◆ Given request
Start with the line containing "Report one point per instance of the knuckle" and write out each line through the end of the listing, exactly as given.
— START Extracted records —
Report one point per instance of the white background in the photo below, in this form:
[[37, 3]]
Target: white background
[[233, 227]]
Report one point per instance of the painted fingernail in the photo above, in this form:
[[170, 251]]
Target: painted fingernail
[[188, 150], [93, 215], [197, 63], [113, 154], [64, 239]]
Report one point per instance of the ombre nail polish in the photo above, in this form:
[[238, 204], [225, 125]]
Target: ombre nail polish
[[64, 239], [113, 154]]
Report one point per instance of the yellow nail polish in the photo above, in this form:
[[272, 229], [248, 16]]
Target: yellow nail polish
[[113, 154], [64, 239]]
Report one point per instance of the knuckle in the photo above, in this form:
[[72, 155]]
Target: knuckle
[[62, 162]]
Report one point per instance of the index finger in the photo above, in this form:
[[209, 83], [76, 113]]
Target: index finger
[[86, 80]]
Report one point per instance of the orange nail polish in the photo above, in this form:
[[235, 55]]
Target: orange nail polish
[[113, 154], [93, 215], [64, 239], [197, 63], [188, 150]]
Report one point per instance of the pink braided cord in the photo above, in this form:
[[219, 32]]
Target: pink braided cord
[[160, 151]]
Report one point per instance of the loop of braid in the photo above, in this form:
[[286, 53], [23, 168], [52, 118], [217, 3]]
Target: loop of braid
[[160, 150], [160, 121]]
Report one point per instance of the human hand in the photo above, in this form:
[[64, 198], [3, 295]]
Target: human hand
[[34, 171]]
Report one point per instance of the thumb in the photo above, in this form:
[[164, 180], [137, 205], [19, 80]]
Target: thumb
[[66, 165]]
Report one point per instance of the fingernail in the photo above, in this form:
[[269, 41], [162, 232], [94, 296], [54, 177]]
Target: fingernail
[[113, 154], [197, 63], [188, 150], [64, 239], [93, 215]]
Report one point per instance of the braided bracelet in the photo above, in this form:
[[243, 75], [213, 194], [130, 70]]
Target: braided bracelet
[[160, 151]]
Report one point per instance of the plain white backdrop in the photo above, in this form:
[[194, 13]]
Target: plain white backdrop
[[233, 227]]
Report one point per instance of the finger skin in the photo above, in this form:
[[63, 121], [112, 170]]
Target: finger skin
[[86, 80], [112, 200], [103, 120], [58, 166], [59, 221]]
— END Extracted records —
◆ Problem solution
Report one point per instance of the knuckle in the photo above, in this form:
[[72, 155]]
Target: knuckle
[[62, 162]]
Report one point per instance of the index finger in the photo above, in this form:
[[209, 83], [76, 113]]
Target: index finger
[[86, 80]]
Report one point per instance of the orange nail polish in the photo above, in this form:
[[235, 55]]
Target: orange nail polish
[[113, 154], [93, 215], [64, 239], [197, 63], [188, 150]]
Report one point per instance of the pink braided cord in the photo above, in this form:
[[219, 32]]
Target: pink braided cord
[[160, 151]]
Report one point per instance of the loop of braid in the photo above, in this form:
[[286, 53], [23, 168], [52, 118], [217, 3]]
Target: loop of braid
[[160, 150], [160, 121]]
Report one point per instance of the human hand in the photo above, in this form:
[[64, 198], [3, 295]]
Target: human hand
[[34, 171]]
Report one point per instance of the thumb in the photo above, in this form:
[[164, 180], [137, 205], [19, 80]]
Target: thumb
[[66, 165]]
Report one point per instance of the fingernail in the photo above, in this form:
[[269, 41], [162, 232], [94, 296], [54, 177]]
Target: fingernail
[[113, 154], [197, 63], [188, 150], [64, 239], [93, 215]]
Report one point per instance of the braided bracelet in the photo above, in this form:
[[243, 75], [213, 194], [130, 70]]
Target: braided bracelet
[[160, 151]]
Report one point per instance of the plain white backdrop in the photo above, in this form:
[[194, 13]]
Target: plain white backdrop
[[233, 227]]
Report one point per instance of the finger skin in the photo above, in this form:
[[63, 121], [112, 170]]
Target: finger skin
[[86, 80], [112, 200], [103, 120], [58, 166], [59, 221]]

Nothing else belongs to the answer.